§ Written request 1: Revise the Rock Springs plan passage from "On Jan. 10, a" to "before Jan. 17.", putting "working group" wherever "task force" appears.
::: Text shown :::
On Jan. 10, a task force on the Bureau of Land Management’s (BLM) Rock Springs Resource Management Plan (RMP), created upon the request of Gov. Mark Gordon, released their final report of recommendations, which were submitted as comments to the BLM and are now available for public review. 

With the deadline for BLM’s extended public comment period quickly approaching, the task force and the governor encourage individuals who have not submitted comments to do so before Jan. 17. 

Background information

The governor’s task force was created in response to public outcry following the BLM’s release of a 1,300-plus page draft RMP which selected Alternative B – the most restrictive alternative – as the agency’s preferred method in moving forward. 

Gordon understood recommendations made by a representative group of stakeholders would carry more weight with the BLM, so he assembled a task force representing a wide array of Wyoming’s diverse interests, including agriculture, mining, oil and gas, conservation, economic development and tourism, sportsmen and hunting, motorized access, renewable energy and utilities, local government, the Wyoming House of Representatives and the Wyoming Senate. 

Gordon charged the task force with developing consensus recommendations for revising the BLM’s draft RMP to meet the needs of Wyoming stakeholders, and the group’s process was facilitated by the University of Wyoming’s (UW) Ruckelshaus Institute, with support from the School of Energy Resources and the College of Agriculture, Life Sciences and Natural Resources.
::: Listed entries :::
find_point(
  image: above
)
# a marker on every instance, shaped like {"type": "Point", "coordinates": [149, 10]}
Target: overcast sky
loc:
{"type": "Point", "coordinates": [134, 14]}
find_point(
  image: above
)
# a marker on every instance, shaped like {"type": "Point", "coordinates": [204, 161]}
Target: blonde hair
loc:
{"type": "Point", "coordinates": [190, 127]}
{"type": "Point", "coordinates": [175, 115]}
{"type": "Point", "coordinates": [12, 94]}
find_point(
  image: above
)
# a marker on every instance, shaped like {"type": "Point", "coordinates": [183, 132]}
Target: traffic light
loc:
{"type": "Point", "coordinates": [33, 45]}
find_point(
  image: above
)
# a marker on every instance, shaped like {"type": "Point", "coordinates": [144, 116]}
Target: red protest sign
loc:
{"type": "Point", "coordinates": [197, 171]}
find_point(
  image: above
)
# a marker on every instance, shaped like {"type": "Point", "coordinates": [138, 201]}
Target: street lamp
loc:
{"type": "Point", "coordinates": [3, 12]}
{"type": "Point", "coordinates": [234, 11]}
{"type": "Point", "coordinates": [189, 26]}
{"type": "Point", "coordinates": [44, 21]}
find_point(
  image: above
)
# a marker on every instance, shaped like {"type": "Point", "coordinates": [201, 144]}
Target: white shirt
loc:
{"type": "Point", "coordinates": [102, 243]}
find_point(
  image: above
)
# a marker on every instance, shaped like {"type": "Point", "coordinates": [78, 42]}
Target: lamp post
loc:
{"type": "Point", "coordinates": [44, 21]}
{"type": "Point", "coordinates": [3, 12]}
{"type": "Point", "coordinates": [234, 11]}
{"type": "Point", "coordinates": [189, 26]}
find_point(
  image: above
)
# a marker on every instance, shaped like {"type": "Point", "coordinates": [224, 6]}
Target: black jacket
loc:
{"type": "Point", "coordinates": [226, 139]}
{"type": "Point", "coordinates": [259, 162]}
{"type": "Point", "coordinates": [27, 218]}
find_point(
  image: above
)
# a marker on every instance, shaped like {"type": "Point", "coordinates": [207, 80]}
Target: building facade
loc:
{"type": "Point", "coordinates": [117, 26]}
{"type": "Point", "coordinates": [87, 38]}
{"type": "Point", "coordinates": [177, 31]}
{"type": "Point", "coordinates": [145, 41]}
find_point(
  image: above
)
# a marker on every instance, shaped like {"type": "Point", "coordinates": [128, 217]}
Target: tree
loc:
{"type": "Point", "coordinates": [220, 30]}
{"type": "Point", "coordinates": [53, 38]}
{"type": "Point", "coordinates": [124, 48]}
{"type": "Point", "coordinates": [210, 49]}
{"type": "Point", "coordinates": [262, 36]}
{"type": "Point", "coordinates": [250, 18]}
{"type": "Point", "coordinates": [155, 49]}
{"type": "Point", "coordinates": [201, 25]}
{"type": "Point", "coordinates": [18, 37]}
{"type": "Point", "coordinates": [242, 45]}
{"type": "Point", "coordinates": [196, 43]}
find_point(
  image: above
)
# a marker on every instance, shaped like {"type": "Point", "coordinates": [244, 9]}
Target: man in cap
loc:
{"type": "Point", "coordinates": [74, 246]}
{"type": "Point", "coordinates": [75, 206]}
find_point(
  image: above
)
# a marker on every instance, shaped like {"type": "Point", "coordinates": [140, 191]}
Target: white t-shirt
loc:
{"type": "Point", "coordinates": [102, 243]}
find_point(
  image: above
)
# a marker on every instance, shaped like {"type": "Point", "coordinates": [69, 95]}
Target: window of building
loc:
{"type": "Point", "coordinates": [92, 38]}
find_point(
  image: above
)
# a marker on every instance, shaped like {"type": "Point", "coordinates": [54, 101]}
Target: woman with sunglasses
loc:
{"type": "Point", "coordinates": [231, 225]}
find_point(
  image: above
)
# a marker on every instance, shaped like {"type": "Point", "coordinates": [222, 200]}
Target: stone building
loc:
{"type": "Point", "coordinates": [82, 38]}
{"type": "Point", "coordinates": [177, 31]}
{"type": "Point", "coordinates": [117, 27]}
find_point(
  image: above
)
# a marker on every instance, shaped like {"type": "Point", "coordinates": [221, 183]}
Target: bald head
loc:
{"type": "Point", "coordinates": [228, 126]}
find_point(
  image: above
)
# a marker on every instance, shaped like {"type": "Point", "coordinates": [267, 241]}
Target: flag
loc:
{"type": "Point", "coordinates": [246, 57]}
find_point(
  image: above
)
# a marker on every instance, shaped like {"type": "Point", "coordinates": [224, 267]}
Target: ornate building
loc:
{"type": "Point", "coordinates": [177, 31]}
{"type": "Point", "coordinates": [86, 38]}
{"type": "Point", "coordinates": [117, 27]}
:::
§ Written request 2: Collect every line of the records above that contains the string "shirt". Case counts.

§ Full solution 1:
On Jan. 10, a working group on the Bureau of Land Management’s (BLM) Rock Springs Resource Management Plan (RMP), created upon the request of Gov. Mark Gordon, released their final report of recommendations, which were submitted as comments to the BLM and are now available for public review. 

With the deadline for BLM’s extended public comment period quickly approaching, the working group and the governor encourage individuals who have not submitted comments to do so before Jan. 17.

§ Full solution 2:
Target: white shirt
Target: white t-shirt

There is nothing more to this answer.